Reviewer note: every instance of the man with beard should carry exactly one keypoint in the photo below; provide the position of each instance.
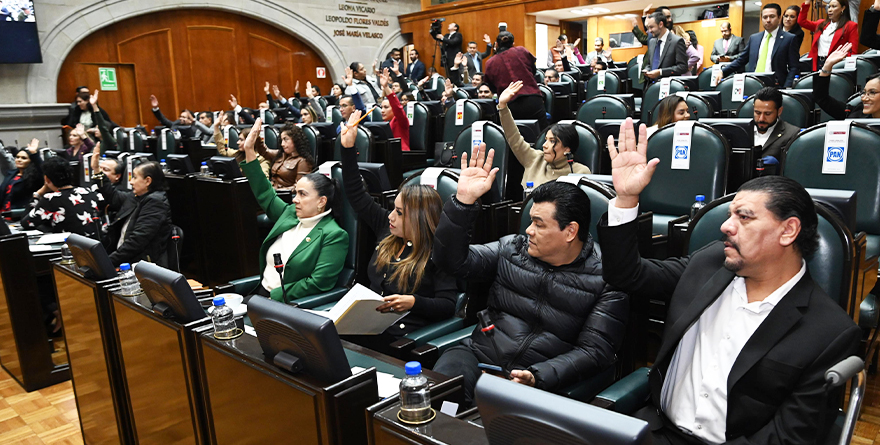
(749, 335)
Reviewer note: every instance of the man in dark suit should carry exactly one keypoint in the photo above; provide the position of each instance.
(748, 333)
(771, 50)
(451, 45)
(771, 132)
(728, 47)
(475, 58)
(415, 71)
(667, 52)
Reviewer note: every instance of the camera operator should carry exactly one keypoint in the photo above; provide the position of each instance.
(451, 43)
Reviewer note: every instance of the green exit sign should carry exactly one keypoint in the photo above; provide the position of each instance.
(108, 79)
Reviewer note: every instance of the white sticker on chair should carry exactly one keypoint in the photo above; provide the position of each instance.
(681, 145)
(836, 144)
(739, 86)
(430, 176)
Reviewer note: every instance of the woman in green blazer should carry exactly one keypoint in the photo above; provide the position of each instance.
(311, 244)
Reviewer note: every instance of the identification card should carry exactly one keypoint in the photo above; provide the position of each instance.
(836, 144)
(681, 145)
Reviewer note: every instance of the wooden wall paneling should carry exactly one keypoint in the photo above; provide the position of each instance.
(153, 52)
(213, 67)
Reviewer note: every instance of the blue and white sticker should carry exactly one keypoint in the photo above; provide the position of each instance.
(835, 149)
(681, 145)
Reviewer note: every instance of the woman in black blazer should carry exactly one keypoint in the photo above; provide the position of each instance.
(143, 222)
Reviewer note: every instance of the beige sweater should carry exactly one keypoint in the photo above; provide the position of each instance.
(537, 170)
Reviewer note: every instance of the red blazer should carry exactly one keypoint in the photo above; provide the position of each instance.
(849, 33)
(399, 123)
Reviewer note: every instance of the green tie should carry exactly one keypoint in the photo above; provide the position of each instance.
(762, 55)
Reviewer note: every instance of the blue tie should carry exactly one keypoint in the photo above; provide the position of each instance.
(655, 60)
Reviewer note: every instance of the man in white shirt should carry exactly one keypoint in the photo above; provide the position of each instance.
(748, 334)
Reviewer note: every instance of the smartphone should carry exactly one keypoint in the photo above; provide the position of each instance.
(494, 370)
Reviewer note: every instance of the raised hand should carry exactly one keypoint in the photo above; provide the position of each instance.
(508, 94)
(630, 169)
(477, 175)
(348, 138)
(249, 154)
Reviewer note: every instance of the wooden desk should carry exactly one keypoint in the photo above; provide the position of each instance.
(247, 400)
(157, 359)
(92, 353)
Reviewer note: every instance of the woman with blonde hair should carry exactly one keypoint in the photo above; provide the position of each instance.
(401, 269)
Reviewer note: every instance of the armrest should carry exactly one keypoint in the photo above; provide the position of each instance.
(245, 286)
(313, 301)
(626, 395)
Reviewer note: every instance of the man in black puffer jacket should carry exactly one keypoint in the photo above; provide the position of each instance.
(556, 321)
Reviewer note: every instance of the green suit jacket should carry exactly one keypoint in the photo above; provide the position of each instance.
(315, 264)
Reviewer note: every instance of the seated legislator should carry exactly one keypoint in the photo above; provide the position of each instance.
(142, 227)
(556, 320)
(19, 185)
(59, 206)
(225, 150)
(837, 107)
(400, 269)
(670, 109)
(748, 334)
(293, 161)
(551, 162)
(311, 244)
(192, 128)
(393, 113)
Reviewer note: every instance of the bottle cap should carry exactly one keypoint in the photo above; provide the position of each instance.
(413, 368)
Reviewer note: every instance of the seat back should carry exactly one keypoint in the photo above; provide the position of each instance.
(419, 133)
(363, 144)
(493, 136)
(794, 110)
(599, 194)
(802, 161)
(725, 86)
(472, 113)
(612, 85)
(671, 192)
(652, 94)
(840, 86)
(632, 70)
(590, 147)
(831, 266)
(603, 106)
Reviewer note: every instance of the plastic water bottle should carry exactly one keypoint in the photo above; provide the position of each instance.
(415, 400)
(530, 187)
(128, 283)
(699, 203)
(221, 315)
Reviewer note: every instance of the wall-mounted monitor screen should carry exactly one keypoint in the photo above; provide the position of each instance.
(19, 41)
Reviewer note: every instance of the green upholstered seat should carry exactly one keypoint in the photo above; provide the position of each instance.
(671, 192)
(590, 147)
(603, 106)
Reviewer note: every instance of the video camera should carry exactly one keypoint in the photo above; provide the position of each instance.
(436, 26)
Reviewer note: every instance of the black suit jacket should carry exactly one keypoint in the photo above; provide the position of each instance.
(775, 388)
(782, 135)
(673, 58)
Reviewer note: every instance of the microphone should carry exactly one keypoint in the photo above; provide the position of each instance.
(279, 267)
(488, 328)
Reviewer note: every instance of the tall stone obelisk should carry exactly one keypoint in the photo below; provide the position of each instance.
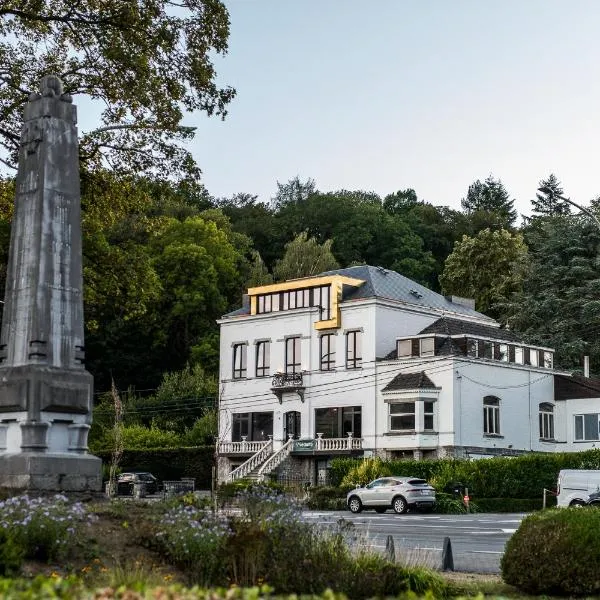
(45, 391)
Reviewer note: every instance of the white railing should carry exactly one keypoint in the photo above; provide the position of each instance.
(256, 459)
(275, 459)
(242, 447)
(349, 443)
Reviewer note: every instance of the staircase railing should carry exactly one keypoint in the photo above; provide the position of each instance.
(275, 460)
(256, 459)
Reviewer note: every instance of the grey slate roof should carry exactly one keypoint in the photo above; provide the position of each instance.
(384, 283)
(449, 326)
(567, 387)
(410, 381)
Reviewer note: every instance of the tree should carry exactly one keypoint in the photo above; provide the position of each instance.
(147, 62)
(547, 203)
(488, 267)
(489, 201)
(558, 305)
(304, 257)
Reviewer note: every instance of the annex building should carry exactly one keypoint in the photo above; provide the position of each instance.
(364, 362)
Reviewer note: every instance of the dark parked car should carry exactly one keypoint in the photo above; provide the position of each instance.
(594, 500)
(126, 480)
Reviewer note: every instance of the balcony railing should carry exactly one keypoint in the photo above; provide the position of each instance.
(287, 382)
(318, 444)
(243, 447)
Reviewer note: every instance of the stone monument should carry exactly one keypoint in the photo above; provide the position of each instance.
(45, 391)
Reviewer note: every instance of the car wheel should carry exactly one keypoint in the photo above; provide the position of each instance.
(399, 505)
(354, 504)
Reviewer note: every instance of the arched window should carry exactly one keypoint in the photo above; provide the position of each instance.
(546, 415)
(491, 415)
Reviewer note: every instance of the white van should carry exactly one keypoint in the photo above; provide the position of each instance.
(576, 485)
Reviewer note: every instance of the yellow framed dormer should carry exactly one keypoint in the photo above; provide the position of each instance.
(323, 292)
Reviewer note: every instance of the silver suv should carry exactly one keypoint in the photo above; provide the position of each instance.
(399, 493)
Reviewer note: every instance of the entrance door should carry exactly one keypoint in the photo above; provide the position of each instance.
(292, 425)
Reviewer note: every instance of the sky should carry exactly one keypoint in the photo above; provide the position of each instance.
(382, 95)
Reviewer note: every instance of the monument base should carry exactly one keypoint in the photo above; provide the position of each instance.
(50, 472)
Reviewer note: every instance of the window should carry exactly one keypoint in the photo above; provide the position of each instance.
(337, 422)
(491, 415)
(488, 349)
(239, 361)
(321, 299)
(472, 347)
(292, 355)
(533, 357)
(353, 350)
(503, 352)
(262, 358)
(327, 352)
(586, 427)
(253, 426)
(241, 426)
(404, 348)
(402, 416)
(519, 355)
(426, 346)
(546, 416)
(428, 416)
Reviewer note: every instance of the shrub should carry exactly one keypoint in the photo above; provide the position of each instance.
(449, 504)
(43, 528)
(367, 470)
(11, 554)
(556, 551)
(193, 539)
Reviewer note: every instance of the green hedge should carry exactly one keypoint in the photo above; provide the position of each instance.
(170, 463)
(555, 552)
(522, 477)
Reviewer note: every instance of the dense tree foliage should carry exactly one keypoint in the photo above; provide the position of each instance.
(547, 201)
(145, 61)
(488, 267)
(559, 305)
(490, 205)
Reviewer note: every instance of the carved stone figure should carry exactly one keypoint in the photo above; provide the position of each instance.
(45, 391)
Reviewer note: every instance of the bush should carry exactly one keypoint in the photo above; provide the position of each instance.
(556, 551)
(193, 539)
(510, 504)
(41, 528)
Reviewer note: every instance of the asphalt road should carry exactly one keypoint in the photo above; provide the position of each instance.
(477, 540)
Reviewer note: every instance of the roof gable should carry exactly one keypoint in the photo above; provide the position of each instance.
(410, 381)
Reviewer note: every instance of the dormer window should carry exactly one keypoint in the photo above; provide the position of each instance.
(404, 349)
(472, 348)
(427, 346)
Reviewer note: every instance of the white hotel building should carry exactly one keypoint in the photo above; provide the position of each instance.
(365, 362)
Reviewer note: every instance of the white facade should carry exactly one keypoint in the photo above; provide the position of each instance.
(477, 399)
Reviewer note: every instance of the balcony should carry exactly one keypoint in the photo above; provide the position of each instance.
(318, 445)
(287, 382)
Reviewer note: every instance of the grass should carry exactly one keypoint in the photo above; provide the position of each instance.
(118, 551)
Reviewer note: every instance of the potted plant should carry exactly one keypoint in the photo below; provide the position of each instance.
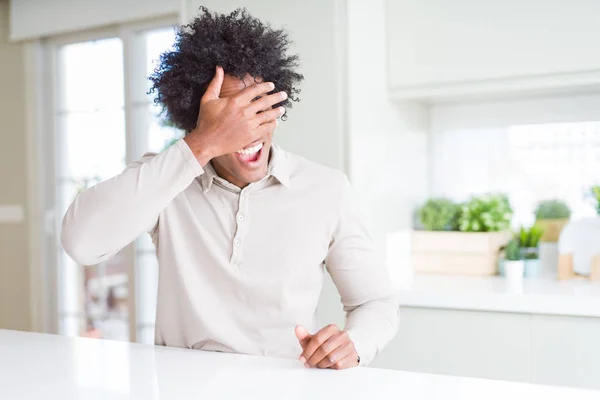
(513, 264)
(529, 240)
(439, 214)
(552, 216)
(461, 239)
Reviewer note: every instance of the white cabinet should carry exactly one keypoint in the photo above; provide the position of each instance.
(541, 349)
(462, 46)
(565, 351)
(463, 343)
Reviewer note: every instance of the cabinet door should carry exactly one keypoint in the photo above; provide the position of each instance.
(464, 343)
(565, 351)
(439, 42)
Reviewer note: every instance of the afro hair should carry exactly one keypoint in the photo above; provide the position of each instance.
(238, 42)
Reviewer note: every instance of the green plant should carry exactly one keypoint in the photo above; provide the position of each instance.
(487, 213)
(529, 240)
(596, 193)
(512, 251)
(552, 209)
(439, 214)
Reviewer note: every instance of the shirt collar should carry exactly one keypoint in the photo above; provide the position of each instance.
(279, 168)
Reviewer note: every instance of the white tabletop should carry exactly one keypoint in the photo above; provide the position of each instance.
(36, 366)
(577, 297)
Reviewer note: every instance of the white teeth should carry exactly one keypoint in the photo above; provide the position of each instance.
(250, 150)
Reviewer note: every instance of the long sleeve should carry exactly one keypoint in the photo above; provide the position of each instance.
(364, 285)
(107, 217)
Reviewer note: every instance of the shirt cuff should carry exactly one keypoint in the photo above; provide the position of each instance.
(366, 349)
(189, 157)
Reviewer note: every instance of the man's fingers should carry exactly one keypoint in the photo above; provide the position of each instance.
(302, 335)
(269, 115)
(337, 355)
(266, 102)
(253, 91)
(351, 360)
(214, 87)
(318, 339)
(322, 358)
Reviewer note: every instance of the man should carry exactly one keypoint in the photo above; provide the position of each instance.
(243, 230)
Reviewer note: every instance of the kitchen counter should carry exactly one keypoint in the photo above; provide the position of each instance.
(576, 297)
(37, 366)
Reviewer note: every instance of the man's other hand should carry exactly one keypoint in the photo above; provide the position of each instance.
(328, 348)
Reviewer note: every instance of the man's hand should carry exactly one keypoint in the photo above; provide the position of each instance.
(328, 348)
(226, 125)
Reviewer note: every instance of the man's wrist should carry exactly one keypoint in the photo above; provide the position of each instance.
(201, 151)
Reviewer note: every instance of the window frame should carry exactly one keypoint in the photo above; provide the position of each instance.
(45, 306)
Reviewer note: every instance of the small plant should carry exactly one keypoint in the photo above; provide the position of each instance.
(512, 251)
(439, 214)
(552, 209)
(596, 193)
(529, 240)
(487, 213)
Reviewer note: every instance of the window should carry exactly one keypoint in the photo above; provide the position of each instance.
(103, 119)
(529, 162)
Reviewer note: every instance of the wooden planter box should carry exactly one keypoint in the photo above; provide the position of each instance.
(458, 253)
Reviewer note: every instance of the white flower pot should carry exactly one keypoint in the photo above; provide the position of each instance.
(514, 270)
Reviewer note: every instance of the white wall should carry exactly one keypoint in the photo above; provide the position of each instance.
(388, 142)
(440, 41)
(38, 18)
(14, 270)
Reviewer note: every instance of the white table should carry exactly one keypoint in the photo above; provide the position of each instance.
(36, 366)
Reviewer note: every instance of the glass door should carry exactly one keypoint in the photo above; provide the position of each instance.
(104, 118)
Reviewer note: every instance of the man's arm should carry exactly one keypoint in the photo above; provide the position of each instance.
(110, 215)
(367, 295)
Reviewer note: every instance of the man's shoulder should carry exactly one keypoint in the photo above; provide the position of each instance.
(303, 170)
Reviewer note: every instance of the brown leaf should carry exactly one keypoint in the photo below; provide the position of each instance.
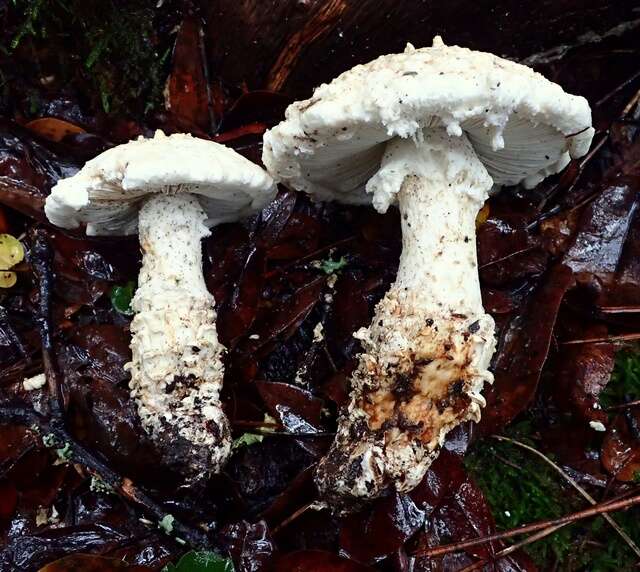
(90, 563)
(317, 561)
(53, 128)
(187, 95)
(583, 372)
(522, 352)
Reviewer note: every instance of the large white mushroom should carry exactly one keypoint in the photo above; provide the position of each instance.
(431, 130)
(170, 190)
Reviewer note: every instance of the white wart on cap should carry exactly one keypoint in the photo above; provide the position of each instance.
(433, 131)
(522, 126)
(171, 190)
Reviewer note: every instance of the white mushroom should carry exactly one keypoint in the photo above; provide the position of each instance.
(170, 190)
(431, 130)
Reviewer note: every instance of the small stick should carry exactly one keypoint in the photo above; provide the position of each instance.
(619, 309)
(517, 546)
(620, 338)
(533, 527)
(291, 518)
(615, 90)
(497, 260)
(124, 486)
(624, 405)
(576, 486)
(41, 258)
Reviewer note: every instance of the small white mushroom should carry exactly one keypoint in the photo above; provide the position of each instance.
(431, 130)
(170, 190)
(36, 382)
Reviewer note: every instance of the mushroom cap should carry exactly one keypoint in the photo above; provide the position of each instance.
(107, 192)
(522, 126)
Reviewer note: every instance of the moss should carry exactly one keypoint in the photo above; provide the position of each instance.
(110, 51)
(521, 488)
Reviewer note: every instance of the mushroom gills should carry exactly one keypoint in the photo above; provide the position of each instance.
(426, 354)
(176, 368)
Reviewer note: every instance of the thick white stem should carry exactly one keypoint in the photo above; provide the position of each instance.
(428, 348)
(176, 367)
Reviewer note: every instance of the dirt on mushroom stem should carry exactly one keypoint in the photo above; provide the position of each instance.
(176, 367)
(428, 348)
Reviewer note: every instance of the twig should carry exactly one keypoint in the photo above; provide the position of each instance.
(533, 527)
(291, 518)
(618, 88)
(575, 485)
(11, 333)
(41, 258)
(558, 208)
(634, 100)
(78, 454)
(501, 259)
(619, 309)
(624, 405)
(620, 338)
(513, 548)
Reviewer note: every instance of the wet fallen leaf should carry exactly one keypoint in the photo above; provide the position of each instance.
(53, 128)
(90, 563)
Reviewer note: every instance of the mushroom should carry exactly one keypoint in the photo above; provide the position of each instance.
(169, 189)
(432, 130)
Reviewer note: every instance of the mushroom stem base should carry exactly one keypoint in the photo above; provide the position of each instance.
(176, 367)
(426, 354)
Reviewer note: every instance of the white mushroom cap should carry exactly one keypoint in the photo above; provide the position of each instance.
(106, 193)
(523, 127)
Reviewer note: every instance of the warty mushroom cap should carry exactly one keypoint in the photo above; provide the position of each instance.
(522, 126)
(106, 193)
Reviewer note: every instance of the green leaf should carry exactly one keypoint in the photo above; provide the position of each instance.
(201, 562)
(330, 266)
(247, 439)
(121, 297)
(166, 523)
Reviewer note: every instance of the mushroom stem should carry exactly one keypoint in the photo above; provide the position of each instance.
(176, 367)
(425, 355)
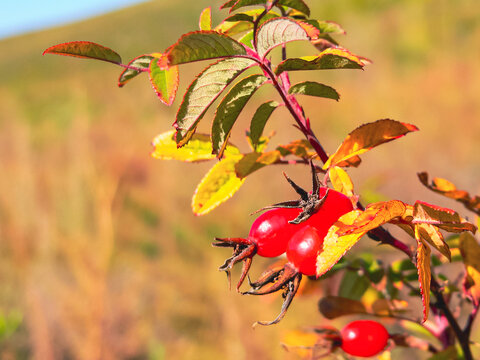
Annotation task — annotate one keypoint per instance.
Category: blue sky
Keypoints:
(29, 15)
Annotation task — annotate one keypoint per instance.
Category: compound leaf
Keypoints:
(203, 91)
(218, 185)
(205, 21)
(314, 89)
(85, 50)
(203, 45)
(334, 245)
(230, 108)
(279, 31)
(136, 66)
(259, 120)
(164, 79)
(331, 58)
(198, 149)
(368, 136)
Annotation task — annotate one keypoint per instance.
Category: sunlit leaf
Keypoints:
(164, 79)
(470, 251)
(205, 21)
(331, 58)
(368, 136)
(230, 108)
(448, 189)
(335, 246)
(375, 215)
(255, 161)
(332, 307)
(136, 66)
(279, 31)
(203, 45)
(341, 181)
(314, 89)
(424, 273)
(444, 218)
(218, 185)
(203, 91)
(199, 148)
(259, 119)
(301, 148)
(85, 50)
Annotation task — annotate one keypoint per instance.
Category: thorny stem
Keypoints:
(379, 234)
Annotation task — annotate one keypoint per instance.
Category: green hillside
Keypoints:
(100, 255)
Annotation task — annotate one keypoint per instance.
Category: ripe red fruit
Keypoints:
(364, 338)
(271, 231)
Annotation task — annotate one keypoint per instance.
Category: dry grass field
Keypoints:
(100, 254)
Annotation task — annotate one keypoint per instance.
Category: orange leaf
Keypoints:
(367, 137)
(470, 251)
(334, 245)
(424, 273)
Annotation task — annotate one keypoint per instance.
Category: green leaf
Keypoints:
(230, 108)
(164, 80)
(204, 45)
(205, 22)
(198, 149)
(314, 89)
(203, 91)
(331, 58)
(278, 31)
(259, 120)
(85, 50)
(142, 63)
(218, 185)
(255, 161)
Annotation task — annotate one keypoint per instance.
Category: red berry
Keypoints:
(303, 249)
(271, 231)
(364, 338)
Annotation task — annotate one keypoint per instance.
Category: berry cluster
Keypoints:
(296, 228)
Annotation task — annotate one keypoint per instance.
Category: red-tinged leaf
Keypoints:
(424, 273)
(259, 121)
(255, 161)
(341, 181)
(375, 215)
(314, 89)
(203, 91)
(301, 148)
(443, 218)
(205, 21)
(448, 189)
(230, 108)
(331, 58)
(279, 31)
(85, 50)
(136, 66)
(335, 246)
(470, 251)
(198, 149)
(218, 185)
(368, 136)
(332, 307)
(164, 79)
(204, 45)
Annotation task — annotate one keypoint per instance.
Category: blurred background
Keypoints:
(100, 254)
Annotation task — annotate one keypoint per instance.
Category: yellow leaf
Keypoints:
(218, 185)
(367, 137)
(198, 149)
(205, 22)
(424, 273)
(470, 251)
(341, 181)
(335, 246)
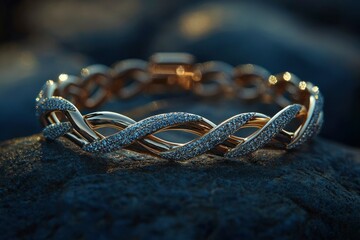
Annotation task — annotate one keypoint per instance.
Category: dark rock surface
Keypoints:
(53, 190)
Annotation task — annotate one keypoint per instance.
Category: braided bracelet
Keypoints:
(58, 104)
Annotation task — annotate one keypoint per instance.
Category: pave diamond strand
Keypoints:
(208, 141)
(96, 85)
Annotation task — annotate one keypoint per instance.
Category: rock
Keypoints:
(54, 190)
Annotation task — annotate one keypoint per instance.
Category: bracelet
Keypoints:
(58, 104)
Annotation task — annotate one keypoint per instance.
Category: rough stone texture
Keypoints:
(54, 190)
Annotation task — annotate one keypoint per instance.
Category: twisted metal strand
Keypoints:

--- --- ---

=== Exercise brief ===
How many lines in the records above contain the word "strand"? Reply with the number and nothing more.

=== Exercise response ===
2